/---

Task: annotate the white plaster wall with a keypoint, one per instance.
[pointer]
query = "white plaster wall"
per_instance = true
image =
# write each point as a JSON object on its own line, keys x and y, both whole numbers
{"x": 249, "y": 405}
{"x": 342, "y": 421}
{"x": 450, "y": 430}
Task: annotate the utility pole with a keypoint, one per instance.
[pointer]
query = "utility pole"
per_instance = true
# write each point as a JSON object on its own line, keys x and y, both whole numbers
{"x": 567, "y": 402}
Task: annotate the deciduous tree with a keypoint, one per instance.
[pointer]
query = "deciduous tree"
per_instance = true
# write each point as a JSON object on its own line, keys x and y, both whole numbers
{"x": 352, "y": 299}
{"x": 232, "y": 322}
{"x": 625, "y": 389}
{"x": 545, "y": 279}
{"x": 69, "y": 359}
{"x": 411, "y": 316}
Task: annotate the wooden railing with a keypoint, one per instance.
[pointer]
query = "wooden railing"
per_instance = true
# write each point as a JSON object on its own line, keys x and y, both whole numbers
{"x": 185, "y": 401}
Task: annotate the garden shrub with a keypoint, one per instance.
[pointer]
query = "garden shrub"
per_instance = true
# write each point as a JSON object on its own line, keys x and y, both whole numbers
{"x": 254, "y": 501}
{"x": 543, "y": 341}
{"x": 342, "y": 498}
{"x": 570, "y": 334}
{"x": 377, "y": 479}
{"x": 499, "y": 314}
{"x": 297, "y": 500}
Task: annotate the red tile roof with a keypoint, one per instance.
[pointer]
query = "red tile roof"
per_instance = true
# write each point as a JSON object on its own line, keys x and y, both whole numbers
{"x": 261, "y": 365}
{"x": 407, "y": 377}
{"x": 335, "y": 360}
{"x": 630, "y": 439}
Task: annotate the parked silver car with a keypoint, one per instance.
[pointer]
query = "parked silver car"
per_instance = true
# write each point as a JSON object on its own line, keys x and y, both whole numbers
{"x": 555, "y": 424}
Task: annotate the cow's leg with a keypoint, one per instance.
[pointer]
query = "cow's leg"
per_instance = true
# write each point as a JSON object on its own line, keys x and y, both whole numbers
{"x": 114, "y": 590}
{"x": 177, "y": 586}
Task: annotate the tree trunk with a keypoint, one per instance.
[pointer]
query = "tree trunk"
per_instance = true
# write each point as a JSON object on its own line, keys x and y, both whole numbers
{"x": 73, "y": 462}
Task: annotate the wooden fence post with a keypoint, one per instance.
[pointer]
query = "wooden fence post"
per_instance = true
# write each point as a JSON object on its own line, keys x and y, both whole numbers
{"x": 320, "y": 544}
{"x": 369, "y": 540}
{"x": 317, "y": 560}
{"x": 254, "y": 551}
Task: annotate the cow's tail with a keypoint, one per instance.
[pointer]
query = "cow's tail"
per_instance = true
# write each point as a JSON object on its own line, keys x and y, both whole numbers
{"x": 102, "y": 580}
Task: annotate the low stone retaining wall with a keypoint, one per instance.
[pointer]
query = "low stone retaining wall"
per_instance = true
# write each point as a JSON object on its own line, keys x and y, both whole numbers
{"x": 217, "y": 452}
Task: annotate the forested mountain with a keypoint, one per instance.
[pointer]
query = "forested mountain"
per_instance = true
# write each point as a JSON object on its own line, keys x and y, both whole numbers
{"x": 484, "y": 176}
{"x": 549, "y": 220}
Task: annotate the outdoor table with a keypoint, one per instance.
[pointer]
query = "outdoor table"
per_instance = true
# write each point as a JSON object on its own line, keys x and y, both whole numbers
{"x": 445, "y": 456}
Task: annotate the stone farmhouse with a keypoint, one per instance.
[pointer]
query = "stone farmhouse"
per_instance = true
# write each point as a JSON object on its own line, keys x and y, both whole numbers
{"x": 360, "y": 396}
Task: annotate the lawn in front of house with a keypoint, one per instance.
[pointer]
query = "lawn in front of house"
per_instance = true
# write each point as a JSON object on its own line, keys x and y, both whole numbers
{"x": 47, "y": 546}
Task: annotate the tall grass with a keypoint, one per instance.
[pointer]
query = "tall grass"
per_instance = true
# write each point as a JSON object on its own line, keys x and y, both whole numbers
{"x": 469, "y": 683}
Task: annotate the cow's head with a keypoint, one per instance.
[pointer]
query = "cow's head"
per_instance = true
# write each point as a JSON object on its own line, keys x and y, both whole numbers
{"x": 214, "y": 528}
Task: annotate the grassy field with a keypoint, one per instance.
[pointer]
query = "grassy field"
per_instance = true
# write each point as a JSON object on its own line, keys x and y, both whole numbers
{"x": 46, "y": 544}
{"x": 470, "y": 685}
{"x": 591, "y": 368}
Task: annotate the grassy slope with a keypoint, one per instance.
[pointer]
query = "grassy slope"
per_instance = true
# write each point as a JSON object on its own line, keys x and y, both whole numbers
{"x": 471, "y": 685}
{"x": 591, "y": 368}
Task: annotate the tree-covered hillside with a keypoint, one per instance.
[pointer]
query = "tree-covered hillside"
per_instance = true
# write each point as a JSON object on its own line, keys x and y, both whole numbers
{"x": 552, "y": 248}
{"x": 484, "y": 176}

\---

* Work to do: Rewrite the rows from the line containing "Task: annotate the cow's head" through the end of the rows as a numbered list, leaving out blank lines.

* Answer to the task:
1. Task: annotate the cow's head with a keypoint, one per instance.
2. [pointer]
3. query = "cow's head"
4. per_instance = true
5. # write each point as a JSON object on its own line, keys x and y, both whole numbers
6. {"x": 214, "y": 528}
7. Task: annotate the grassy field with a keypoint, one per instance.
8. [pointer]
9. query = "grassy field"
10. per_instance = true
11. # write each point as a JSON object on its own line, keys x and y, both whole numbers
12. {"x": 46, "y": 544}
13. {"x": 470, "y": 685}
14. {"x": 591, "y": 368}
15. Task: annotate the grassy slope with a keypoint, one per instance.
16. [pointer]
17. query = "grassy slope"
18. per_instance = true
19. # write each point as a JSON object on its own line, keys x and y, both whole numbers
20. {"x": 471, "y": 685}
21. {"x": 591, "y": 368}
22. Task: annotate the tree-covered hillside with a keypoint, one per instance.
23. [pointer]
24. query = "tree-covered hillside"
25. per_instance = true
26. # write each point as a JSON object on its own line, keys x and y, both whole numbers
27. {"x": 552, "y": 248}
28. {"x": 484, "y": 176}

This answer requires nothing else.